*Assignment:* What follows is a set of records, each of which is to be written out exactly.

━━━━━━━━━━━━━━━━━━━━━━━━━━━━━━

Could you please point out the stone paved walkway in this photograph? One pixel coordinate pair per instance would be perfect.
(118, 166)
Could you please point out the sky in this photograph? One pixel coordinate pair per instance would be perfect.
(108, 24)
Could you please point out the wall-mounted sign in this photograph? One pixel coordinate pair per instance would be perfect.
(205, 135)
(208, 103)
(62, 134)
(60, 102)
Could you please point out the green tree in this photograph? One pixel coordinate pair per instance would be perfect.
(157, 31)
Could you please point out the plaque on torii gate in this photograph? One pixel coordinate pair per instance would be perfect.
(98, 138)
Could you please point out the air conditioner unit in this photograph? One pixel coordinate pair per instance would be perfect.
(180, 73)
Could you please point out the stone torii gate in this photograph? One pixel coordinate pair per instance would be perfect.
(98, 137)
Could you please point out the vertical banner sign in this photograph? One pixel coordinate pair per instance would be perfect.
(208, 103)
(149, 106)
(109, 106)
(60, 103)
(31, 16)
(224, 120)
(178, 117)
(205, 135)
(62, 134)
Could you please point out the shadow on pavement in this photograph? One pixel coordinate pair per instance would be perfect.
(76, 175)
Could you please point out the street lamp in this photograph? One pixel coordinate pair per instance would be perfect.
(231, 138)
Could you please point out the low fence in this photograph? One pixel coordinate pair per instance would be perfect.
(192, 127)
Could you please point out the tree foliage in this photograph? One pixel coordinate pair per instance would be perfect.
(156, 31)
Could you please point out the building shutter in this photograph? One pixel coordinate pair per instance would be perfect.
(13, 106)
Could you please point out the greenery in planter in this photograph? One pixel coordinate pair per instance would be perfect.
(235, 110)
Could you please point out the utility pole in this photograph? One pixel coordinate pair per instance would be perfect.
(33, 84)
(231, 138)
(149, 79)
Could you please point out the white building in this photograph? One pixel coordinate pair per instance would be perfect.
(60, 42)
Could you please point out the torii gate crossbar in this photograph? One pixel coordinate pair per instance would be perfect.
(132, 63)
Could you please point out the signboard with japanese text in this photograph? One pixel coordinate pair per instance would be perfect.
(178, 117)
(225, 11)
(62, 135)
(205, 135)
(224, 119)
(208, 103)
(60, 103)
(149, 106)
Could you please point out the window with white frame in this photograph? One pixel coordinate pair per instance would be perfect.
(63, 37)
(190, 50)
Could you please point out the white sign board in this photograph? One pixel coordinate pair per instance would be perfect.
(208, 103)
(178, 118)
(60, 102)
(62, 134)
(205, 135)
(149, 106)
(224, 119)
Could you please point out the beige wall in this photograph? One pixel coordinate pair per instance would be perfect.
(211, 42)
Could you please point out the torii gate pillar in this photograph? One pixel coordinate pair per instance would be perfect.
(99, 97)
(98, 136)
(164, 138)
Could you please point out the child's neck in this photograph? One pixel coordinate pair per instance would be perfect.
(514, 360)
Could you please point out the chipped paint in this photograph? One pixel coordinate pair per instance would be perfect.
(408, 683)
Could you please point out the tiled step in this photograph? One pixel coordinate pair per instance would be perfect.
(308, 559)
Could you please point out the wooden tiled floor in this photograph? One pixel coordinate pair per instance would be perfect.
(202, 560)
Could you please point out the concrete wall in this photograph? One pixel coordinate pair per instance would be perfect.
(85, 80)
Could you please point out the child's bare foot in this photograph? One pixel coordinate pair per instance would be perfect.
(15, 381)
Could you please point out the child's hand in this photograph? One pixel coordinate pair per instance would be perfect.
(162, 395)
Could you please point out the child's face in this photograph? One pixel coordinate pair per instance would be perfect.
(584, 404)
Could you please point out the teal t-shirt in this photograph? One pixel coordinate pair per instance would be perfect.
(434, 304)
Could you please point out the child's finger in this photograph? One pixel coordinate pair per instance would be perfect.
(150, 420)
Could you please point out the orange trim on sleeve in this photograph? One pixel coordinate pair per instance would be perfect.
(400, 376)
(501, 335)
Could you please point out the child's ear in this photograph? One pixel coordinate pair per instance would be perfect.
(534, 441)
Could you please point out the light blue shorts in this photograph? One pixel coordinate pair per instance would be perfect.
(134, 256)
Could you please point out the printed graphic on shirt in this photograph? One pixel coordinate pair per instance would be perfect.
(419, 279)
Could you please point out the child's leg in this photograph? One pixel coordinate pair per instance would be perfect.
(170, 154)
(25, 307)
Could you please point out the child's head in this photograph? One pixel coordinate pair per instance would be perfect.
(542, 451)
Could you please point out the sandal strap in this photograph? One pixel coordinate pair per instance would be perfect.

━━━━━━━━━━━━━━━━━━━━━━━━━━━━━━

*Answer box:*
Could you please point out the stone paved walkway in this photograph? One pixel coordinate pair per instance would be perfect.
(118, 166)
Could you please point out the sky in this photograph? One pixel coordinate pair per instance would be perfect.
(108, 24)
Could you please point out the wall-mounted sign in this photograph? One pixel coordinate pair per instance would be perfect.
(205, 135)
(208, 103)
(62, 134)
(60, 102)
Could you please point out the green tree in this photograph? One pixel coordinate pair per instance would be perfect.
(157, 31)
Could you please point out the plaque on torii gate in this photograph? One pixel coordinate pair per instance would be perfect.
(98, 138)
Could you please point out the air conditioner unit in this photograph? One pixel coordinate pair per instance would be perfect.
(180, 73)
Could you please point out the stone torii gate in this photograph? One pixel coordinate pair per instance would be perfect.
(98, 137)
Could you please point out the vertical banner sign in this photograph? One pixel coordinate pair per instance would be perfect.
(208, 103)
(149, 106)
(109, 106)
(60, 103)
(31, 16)
(224, 120)
(178, 117)
(205, 135)
(62, 134)
Could you please point out the shadow on pavement in this photograph? One pixel coordinate pair per instance would be perfect.
(76, 175)
Could you please point out the street lamp in this photograph? One pixel coordinate pair per instance would be perfect.
(231, 138)
Could you please point out the low fence in this photograph? One pixel coordinate pair per instance would be perfect.
(192, 127)
Could you please point out the tree foliage in this photograph? One pixel coordinate pair per instance would be perfect.
(156, 31)
Could you please point out the building shutter in this photograph? One pixel coordinate pair per instance would be perfect.
(13, 106)
Could you please point out the greenery in planter in this photograph? One pixel coordinate pair per instance would be perfect.
(235, 110)
Could you please point out the utility pole in this photograph? One pixel coordinate pair per instance would be perfect.
(33, 84)
(231, 138)
(149, 79)
Could you please point out the white building in this photograph? One pixel coordinate pair per instance would be perfect.
(60, 42)
Could you please point out the torii gate crossbar in this photograph? One pixel coordinate pair per instance would be perfect.
(132, 63)
Could you please point out the signboard with japanese text in this photograph? One pixel coordinate pair per instance would be perfect.
(178, 117)
(225, 11)
(62, 135)
(205, 135)
(224, 119)
(208, 103)
(60, 103)
(149, 106)
Could you please point out the window with white frame in this photograph? One pixel coordinate pair per instance would be perfect.
(63, 37)
(190, 50)
Could you please point out the white sign board in this photograph? One pixel coordinate pair per instance would be perfect.
(208, 103)
(178, 118)
(60, 102)
(62, 134)
(205, 135)
(149, 106)
(224, 119)
Could you please point out the beige wall in this photograph? One pixel coordinate pair per instance would be perfect.
(211, 42)
Could you please point out the torii gate pillar in this photograph? One pixel coordinate pair per instance would be perfect.
(99, 97)
(98, 136)
(164, 138)
Could you please point out the child's neck in this photograph? One pixel coordinate pair per instance would be perfect.
(514, 360)
Could you please point out the chipped paint in this photograph? One pixel coordinate pair per instance would be perfect.
(408, 683)
Could you please point out the tiled step in this photograph? One pixel coordinate pair per instance would be perfect.
(308, 559)
Could you please point out the wooden tiled floor in this photograph? One pixel coordinate pair per instance would be perfect.
(202, 560)
Could you please point out the concrete wall in this photograph? One pixel coordinate pair per instance would be perfect.
(85, 80)
Could you please point out the child's bare foot in this photograph? One pixel coordinate pair per instance would be perfect.
(15, 381)
Could you please point out the child's hand in this photograph? One pixel coordinate pair per instance would be perfect.
(162, 395)
Could you please point out the child's face in this photograph? One pixel coordinate pair per instance would be perfect.
(584, 404)
Could you please point out the teal t-shirt in this photograph? One pixel coordinate pair per instance would be perfect.
(434, 304)
Could you please point out the child's finger in this photograph? One pixel coordinate pair per instance would be perfect.
(150, 420)
Could you please point out the orange trim on sleeve in this photograph? One pixel coordinate pair per instance would be perfect.
(400, 376)
(501, 335)
Could you please point out the child's ear in this photograph? One pixel coordinate pair per instance would be perfect.
(534, 441)
Could you please point out the light blue shorts in this photograph? One pixel coordinate pair per instance would be perfect.
(134, 256)
Could you please point out the printed graphic on shirt in this photograph? One pixel coordinate pair per instance would be perfect.
(419, 279)
Could you please point out the child's leg in this photograph? One pixel coordinate pair per instance would be perfect.
(170, 154)
(25, 307)
Could you please point out the child's head in this photograph? One pixel coordinate pair per instance would be perfect.
(542, 451)
Could you please point out the sandal strap in this photograph? One pixel coordinate pair per instance would be perfect.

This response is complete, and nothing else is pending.